(Task description):
Wherever "hair" appears in the records below, copy the line that holds it.

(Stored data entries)
════════════════

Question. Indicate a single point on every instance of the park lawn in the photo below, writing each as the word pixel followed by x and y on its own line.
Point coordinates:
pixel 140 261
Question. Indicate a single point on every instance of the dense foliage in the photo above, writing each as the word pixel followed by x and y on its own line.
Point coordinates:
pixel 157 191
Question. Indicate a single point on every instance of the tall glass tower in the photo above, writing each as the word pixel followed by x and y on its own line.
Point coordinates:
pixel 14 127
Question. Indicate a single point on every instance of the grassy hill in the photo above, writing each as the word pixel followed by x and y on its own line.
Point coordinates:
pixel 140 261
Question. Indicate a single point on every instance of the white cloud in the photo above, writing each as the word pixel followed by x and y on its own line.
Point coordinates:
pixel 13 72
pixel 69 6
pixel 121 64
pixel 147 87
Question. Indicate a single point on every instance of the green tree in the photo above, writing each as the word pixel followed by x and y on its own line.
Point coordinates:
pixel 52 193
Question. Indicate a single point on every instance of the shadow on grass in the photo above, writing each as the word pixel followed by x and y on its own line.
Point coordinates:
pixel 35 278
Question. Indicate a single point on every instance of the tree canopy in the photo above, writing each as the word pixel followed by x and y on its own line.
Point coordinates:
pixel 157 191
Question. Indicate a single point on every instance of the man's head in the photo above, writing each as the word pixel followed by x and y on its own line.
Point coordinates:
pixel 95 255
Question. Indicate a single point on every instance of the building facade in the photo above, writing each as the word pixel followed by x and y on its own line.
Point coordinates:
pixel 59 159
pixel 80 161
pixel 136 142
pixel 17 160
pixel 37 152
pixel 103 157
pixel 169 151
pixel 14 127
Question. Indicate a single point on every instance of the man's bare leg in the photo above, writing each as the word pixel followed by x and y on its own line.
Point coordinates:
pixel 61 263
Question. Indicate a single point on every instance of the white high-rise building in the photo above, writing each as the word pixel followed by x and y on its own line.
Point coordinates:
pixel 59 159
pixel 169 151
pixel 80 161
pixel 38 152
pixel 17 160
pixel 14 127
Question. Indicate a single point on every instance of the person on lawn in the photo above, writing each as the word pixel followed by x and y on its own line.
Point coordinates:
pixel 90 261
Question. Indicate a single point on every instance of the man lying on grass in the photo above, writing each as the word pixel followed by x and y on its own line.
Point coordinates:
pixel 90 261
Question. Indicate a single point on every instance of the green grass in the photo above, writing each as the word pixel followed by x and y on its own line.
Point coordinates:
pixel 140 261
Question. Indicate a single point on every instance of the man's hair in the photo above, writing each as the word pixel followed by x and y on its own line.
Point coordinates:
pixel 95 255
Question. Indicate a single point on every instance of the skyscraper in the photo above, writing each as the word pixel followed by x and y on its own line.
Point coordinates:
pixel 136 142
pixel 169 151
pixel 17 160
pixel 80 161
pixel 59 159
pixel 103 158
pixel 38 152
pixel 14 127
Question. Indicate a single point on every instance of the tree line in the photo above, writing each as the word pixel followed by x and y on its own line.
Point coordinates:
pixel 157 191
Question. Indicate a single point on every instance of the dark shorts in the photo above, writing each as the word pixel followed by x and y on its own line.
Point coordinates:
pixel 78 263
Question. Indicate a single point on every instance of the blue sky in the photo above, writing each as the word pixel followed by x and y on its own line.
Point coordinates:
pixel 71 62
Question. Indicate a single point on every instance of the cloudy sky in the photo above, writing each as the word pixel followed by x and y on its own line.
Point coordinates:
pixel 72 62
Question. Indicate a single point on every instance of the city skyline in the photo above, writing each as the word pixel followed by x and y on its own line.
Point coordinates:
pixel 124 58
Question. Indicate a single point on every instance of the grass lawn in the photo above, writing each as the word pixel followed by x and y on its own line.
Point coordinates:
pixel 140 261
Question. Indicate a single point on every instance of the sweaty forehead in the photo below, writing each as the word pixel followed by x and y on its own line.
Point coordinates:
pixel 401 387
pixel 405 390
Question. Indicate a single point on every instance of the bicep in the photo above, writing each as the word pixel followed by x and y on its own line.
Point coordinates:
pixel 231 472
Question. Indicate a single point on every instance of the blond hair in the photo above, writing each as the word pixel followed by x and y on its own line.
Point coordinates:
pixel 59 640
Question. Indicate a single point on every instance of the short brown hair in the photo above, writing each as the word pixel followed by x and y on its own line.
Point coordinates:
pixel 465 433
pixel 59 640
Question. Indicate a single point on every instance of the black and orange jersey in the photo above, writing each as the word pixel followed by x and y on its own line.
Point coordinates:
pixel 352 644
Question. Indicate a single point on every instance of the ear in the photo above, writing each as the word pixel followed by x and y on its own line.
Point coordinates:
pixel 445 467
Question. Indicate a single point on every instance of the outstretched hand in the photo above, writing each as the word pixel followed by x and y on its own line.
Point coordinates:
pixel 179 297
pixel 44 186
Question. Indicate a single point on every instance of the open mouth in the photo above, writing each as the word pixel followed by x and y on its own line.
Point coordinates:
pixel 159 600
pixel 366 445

════════════════

(Answer to this problem):
Question. Indicate a single point on every instance of the man's hair in the photo above, writing each as the word pixel followed by x and y on its own line.
Question. Indicate a single point on every instance of the blond hair in the photo above, writing each as the word pixel followed by x and y on its own line.
Question. Indicate a single point on every instance of the short brown hair in the photo above, writing each as the word pixel followed by x and y on its own line.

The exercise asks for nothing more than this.